- What to do
The lines to copy are those in the listing that hold the word "clicks".

- Supplied material
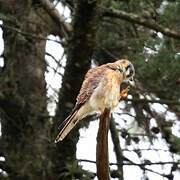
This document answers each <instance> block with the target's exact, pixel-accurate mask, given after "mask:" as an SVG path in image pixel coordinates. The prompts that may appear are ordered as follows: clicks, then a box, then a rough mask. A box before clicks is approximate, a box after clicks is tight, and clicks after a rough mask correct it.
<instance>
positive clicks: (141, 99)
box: [124, 98, 180, 105]
mask: <svg viewBox="0 0 180 180" xmlns="http://www.w3.org/2000/svg"><path fill="white" fill-rule="evenodd" d="M124 101H131V102H138V103H160V104H167V105H172V104H174V105H180V101H174V100H163V99H162V100H156V99H152V100H149V99H129V98H126V99H124Z"/></svg>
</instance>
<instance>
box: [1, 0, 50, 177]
mask: <svg viewBox="0 0 180 180" xmlns="http://www.w3.org/2000/svg"><path fill="white" fill-rule="evenodd" d="M8 2H9V1H8ZM14 3H15V4H14V6H13V7H11V8H12V9H11V11H8V13H9V14H10V15H11V16H13V17H14V18H15V19H16V20H17V21H18V25H17V22H8V21H7V22H6V21H4V22H3V26H4V28H3V39H4V54H3V57H4V63H5V65H4V67H3V71H2V72H1V77H0V81H1V84H0V91H1V97H0V106H1V112H2V116H1V117H2V124H1V125H2V137H1V142H2V143H3V145H4V146H3V147H4V148H3V150H4V152H3V154H4V156H5V163H6V165H7V167H8V168H9V171H8V177H9V179H13V180H16V179H17V180H21V179H26V180H28V179H42V180H43V179H47V177H48V170H47V169H48V168H49V164H50V163H49V161H48V158H47V153H46V149H47V145H48V143H47V142H48V141H47V138H48V126H47V125H48V119H46V117H48V114H47V110H46V106H47V101H46V83H45V77H44V75H45V70H46V63H45V45H46V41H45V40H42V39H36V38H33V37H31V36H24V35H22V34H19V33H17V32H14V31H11V30H10V29H9V28H6V26H8V27H9V26H13V27H17V28H19V29H20V30H21V31H23V32H27V33H28V34H38V35H40V36H42V37H45V38H46V36H47V34H48V33H47V32H46V30H47V28H45V25H44V23H43V22H42V19H41V18H40V17H39V15H38V14H37V11H39V13H43V12H42V11H41V9H39V10H38V9H37V10H34V9H33V8H32V4H31V3H30V1H28V3H27V2H24V1H14ZM6 10H7V9H6ZM6 10H5V11H6ZM2 11H3V10H2ZM5 13H7V12H5Z"/></svg>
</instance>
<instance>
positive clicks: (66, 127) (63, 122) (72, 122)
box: [55, 110, 78, 143]
mask: <svg viewBox="0 0 180 180" xmlns="http://www.w3.org/2000/svg"><path fill="white" fill-rule="evenodd" d="M77 112H78V110H75V111H73V112H72V113H71V114H70V115H69V116H68V117H67V118H66V119H65V120H64V121H63V122H62V124H61V125H60V127H59V129H60V132H59V134H58V135H57V137H56V139H55V143H57V142H58V141H62V140H63V139H64V138H65V137H66V136H67V134H68V133H69V132H70V131H71V129H72V128H73V127H74V126H75V125H76V124H77V122H78V119H77V118H76V114H77Z"/></svg>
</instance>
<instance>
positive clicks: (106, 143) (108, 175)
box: [96, 109, 110, 180]
mask: <svg viewBox="0 0 180 180" xmlns="http://www.w3.org/2000/svg"><path fill="white" fill-rule="evenodd" d="M109 119H110V110H109V109H105V110H104V113H103V114H102V115H101V116H100V122H99V130H98V135H97V146H96V166H97V177H98V179H99V180H110V171H109V156H108V130H109Z"/></svg>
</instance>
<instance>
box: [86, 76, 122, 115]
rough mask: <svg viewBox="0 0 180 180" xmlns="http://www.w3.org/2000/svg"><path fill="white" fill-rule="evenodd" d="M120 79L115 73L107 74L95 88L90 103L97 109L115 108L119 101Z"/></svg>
mask: <svg viewBox="0 0 180 180" xmlns="http://www.w3.org/2000/svg"><path fill="white" fill-rule="evenodd" d="M119 92H120V79H119V77H117V76H114V74H109V75H107V76H106V77H105V78H104V79H103V80H102V81H101V82H100V83H99V85H98V87H97V88H96V89H95V90H94V92H93V94H92V96H91V98H90V101H89V102H90V105H91V106H92V109H94V110H95V111H101V112H103V111H104V109H105V108H109V109H114V108H115V107H116V106H117V105H118V103H119Z"/></svg>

- Output for this exercise
This document answers each <instance> block with the target's exact, pixel-accurate mask, given after "mask:" as an SVG path in image pixel coordinates. The prompts that may appear are ordered as follows: clicks, then a box, then a rough mask. A box before clicks is approximate, a box after clicks is tight, and clicks after a rough mask correct it.
positive clicks: (141, 99)
positive clicks: (66, 127) (63, 122) (72, 122)
positive clicks: (106, 143) (108, 175)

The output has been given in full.